Bild: Kaum fährt der Zug los, steht die Frage im Raum: „Was haben wir zum Es…
Jedes Land braucht einen Nationalheiligen. Und sei es nur, um einen
zusätzlichen Feiertag zu erhaschen. Morgen ist der Ehrentag des
schottischen Nationalheiligen St. Andrew. Aber er gehört Schottland nicht
exklusiv: Er kümmert sich auch um Russland, Rumänien, Spanien und
Griechenland.
In Deutschland gedenkt man Andreas vor allem an 16.391 Bahnübergängen, an
denen das Andreaskreuz steht, das nach dem Apostel benannt ist.
Schutzpatron der Deutschen ist hingegen der Erzengel Michael. Er ist unter
anderem für Soldaten, Radiomechaniker und Bankangestellte zuständig und
hält böse Geister von Kapellen in Obergeschossen von Türmen fern. Das ist
ein ziemlich öder Job, aber auch Andreas' Leben als Schutzpatron ist nicht
sonderlich aufregend. Er ist für Fischer, Fischhändler, Seilmacher und
Wasserträger zuständig. Dagegen ist Nikolaus von Myra beneidenswert: Er
schützt Schnapsbrenner und Weinhändler.

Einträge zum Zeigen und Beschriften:

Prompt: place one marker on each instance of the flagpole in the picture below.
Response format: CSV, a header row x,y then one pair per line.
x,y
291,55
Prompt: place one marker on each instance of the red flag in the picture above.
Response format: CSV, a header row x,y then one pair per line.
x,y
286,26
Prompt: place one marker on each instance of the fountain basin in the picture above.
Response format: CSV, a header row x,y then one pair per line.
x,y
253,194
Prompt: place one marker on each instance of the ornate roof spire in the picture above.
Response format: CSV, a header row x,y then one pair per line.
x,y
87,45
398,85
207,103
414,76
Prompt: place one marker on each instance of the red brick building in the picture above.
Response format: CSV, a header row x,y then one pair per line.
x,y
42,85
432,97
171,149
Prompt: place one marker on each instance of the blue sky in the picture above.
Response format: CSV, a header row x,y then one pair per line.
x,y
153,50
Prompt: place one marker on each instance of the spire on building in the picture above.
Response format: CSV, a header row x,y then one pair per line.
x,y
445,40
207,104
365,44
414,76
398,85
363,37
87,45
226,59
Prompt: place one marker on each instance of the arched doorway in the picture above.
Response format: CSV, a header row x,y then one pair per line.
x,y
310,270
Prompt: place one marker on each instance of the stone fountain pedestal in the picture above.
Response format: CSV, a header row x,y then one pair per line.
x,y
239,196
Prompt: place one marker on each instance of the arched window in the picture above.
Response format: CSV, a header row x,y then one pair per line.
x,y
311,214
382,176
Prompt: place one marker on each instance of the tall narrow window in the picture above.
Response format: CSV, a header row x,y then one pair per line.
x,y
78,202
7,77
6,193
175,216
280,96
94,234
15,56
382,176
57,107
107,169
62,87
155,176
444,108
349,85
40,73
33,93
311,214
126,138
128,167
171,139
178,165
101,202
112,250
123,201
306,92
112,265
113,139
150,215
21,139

* * *

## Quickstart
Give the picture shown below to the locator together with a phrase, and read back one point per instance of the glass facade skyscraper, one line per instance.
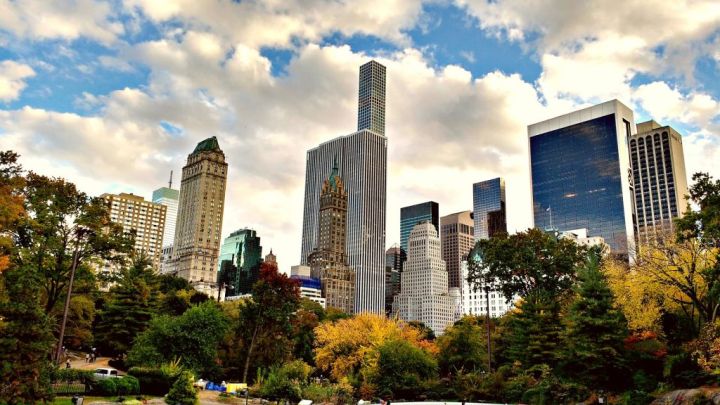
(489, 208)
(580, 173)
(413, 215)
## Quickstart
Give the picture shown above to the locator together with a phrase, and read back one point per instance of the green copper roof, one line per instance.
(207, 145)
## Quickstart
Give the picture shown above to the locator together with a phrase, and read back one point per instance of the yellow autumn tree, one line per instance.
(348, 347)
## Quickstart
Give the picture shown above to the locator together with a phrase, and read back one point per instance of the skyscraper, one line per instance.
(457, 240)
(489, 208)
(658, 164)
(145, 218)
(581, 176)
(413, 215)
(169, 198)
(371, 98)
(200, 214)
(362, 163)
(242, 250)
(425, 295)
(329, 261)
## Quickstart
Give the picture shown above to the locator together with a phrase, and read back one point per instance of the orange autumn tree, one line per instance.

* * *

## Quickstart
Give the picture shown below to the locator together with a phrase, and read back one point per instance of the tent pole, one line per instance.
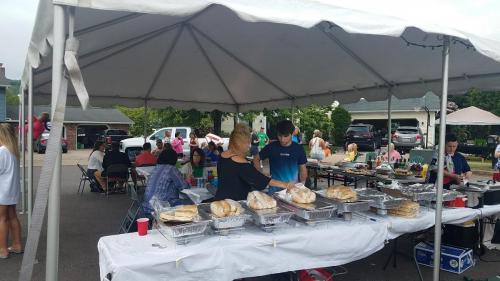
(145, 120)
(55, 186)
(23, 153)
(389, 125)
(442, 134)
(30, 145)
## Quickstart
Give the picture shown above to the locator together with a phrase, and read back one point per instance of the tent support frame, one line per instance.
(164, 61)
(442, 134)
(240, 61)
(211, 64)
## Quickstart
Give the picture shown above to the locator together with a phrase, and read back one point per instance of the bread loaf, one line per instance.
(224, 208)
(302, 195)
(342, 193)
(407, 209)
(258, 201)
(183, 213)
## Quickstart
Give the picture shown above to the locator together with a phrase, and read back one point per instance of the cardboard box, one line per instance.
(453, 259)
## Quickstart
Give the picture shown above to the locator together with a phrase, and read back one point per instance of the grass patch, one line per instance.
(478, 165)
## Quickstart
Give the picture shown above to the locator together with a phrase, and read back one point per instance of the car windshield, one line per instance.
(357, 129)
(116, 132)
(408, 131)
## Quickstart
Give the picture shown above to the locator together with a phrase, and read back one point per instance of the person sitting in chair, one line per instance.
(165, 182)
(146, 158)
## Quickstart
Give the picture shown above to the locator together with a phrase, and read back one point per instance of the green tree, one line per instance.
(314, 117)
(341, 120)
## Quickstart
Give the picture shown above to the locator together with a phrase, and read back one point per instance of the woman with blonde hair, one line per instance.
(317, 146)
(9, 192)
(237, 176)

ARBEITSANWEISUNGEN:
1. Suchen Sie jede Zeile heraus, die die Zeichenfolge „fountain“ enthält, und geben Sie diese Zeilen vollständig wieder.
2. Fahren Sie mit dem Text über Schutzpatrone fort, beginnend nach dessen letztem Satz.
Der Text über Schutzpatrone und die Zeilen sind voneinander getrenntes Material.

ERWARTETE AUSGABEN:
1.
Prompt: place one marker on each instance of the fountain basin in the picture above.
Prompt: place one marker on each instance of the stone fountain pedestal in the picture above.

2.
Andreas ist der ältere Bruder von St. Peter. Die beiden Brüder fischten am
See Genezareth, als Jesus vorbeikam, ihnen weismachte, dass er der Messias
sei und sie zu „Menschenfischern“ machte – also zu einer Art Vertreter in
Sachen Glauben. Nach Schottland kam Andreas erst posthum. Im 4. Jahrhundert
hatte der griechische Mönch Regulus angeblich die Eingebung, ein paar
Knochen von Andreas ans „Ende der Welt“ zu schaffen und dort einen Schrein
zu bauen. Also packte er neben Reiseproviant ein paar Knochen in seinen
Koffer und landete damit an der Stelle, wo heute die Stadt St. Andrews in
der schottischen Grafschaft Fife steht. Allerdings kommen die Pilger
heutzutage nicht wegen Andreas nach St. Andrews, sondern wegen des
Golfplatzes, denn diese Sportart soll dort erfunden worden sein.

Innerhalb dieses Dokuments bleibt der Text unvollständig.